__Activities__
A. According to the abstract on 7S mtDNA, what lengths does the initiation sequence from Xenopus laevis oocytes have?
B. Using the abstract on 7S mtDNA, please explain why the size differences among the mouse 7S mtDNA fragments are attributed mainly to their 3′-ends.
BEGIN Selected excerpt
Displacement-loop replication initiation sequence in animal mitochondrial DNA exists as a family of discrete lengths

Abstract

The single-stranded mitochondrial DNA (mtDNA) displacement-loop initiation sequence (7S mtDNA) is hydrogen-bonded at the origin of replication in animal cell mtDNA. Analysis of 7S mtDNA from several cell sources indicates that this initiation sequence exists as a family of fragments of relatively discrete lengths. mtDNA from both mouse L cells and mouse liver has four major sizes of 7S mtDNA fragments, ranging from 500 to 580 nucleotides in length. The 5′-end region of each of these species is the same; thus, the size heterogeneity is due primarily to differences in length at the 3′-end of these molecules. By contrast, 7S mtDNA from both human KB cells and human liver exists in three major forms, ranging from 555 to 615 nucleotides in length, due to differences at both terminal regions. The mtDNA initiation sequence from Xenopus laevis oocytes also exists in at least two forms, 1350 and 1510 nucleotides in length. Thus, the maintenance of multiple forms of mtDNA initiation sequence appears to be a general phenomenon of animal cells, although the precise mechanism of synthesis or processing of these forms is variable. The sequence of 42 nucleotides at the 5′-end of 7S mtDNA from mouse L cells has been determined and found to be rich in dGuo and dThd residues, with no apparent palindromes or potential secondary structures. We thus present sequence information on the replication origin of mtDNA, as defined by the naturally occurring 7S mtDNA.
END Selected excerpt
BEGIN Excerpted records
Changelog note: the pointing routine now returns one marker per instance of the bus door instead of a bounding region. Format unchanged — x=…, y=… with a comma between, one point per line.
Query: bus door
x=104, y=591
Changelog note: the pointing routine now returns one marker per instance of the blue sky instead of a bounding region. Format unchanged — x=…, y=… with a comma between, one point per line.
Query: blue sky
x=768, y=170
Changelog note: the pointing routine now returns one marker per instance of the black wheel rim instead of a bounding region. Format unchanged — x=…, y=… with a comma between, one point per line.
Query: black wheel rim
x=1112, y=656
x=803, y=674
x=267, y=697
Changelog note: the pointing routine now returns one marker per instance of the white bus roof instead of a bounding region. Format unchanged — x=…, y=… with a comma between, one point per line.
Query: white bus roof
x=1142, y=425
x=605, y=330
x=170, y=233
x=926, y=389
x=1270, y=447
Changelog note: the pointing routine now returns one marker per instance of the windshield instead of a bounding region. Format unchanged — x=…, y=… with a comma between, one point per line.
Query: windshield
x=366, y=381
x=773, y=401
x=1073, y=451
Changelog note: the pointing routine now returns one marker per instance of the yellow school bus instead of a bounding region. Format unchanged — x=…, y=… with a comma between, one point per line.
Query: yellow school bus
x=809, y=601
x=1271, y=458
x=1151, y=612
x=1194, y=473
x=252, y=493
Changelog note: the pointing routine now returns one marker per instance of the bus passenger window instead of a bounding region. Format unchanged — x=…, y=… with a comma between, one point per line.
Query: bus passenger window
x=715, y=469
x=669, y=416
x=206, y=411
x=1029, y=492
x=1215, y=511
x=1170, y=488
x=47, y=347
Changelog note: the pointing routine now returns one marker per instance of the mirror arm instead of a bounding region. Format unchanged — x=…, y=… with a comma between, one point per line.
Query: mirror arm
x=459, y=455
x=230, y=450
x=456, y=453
END Excerpted records
__Expected results__
A. 1350 and 1510 nucleotides.

B. The 5′-end region is the same in each of the four mouse species of 7S mtDNA. The size heterogeneity is therefore due primarily to differences in length at the 3′-end.